> [THE INPUT]:
**********

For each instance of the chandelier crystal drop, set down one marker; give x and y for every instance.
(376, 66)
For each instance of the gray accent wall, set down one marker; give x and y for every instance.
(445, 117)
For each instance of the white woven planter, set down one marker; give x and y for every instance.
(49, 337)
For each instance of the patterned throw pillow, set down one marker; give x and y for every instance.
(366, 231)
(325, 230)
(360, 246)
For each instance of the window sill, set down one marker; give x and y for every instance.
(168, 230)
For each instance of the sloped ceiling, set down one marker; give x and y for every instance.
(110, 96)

**********

> [GOAL OF THE EXERCISE]:
Convert the data above into a two-column Markdown table headed Row and Text. Put each line in its own row with its number, and leave out blank lines.

> [COMPLETE OUTPUT]:
| Row | Text |
|---|---|
| 1 | For each instance of the chandelier crystal drop, set down one marker; give x and y for every instance. |
| 2 | (376, 66) |
| 3 | For each instance of the gray accent wall, set down one marker; give x and y for every instance. |
| 4 | (445, 117) |
| 5 | For each instance of the white woven planter, set down one marker; give x and y for every instance. |
| 6 | (49, 337) |
| 7 | For each instance of the patterned throw pillow, set down one marker; give x and y for every instance. |
| 8 | (366, 231) |
| 9 | (325, 230) |
| 10 | (360, 246) |
| 11 | For each instance of the window sill, set down one marker; give x and y for every instance. |
| 12 | (168, 230) |
| 13 | For each instance of the sloped ceiling, set down one marker; give x and y for every instance. |
| 14 | (110, 96) |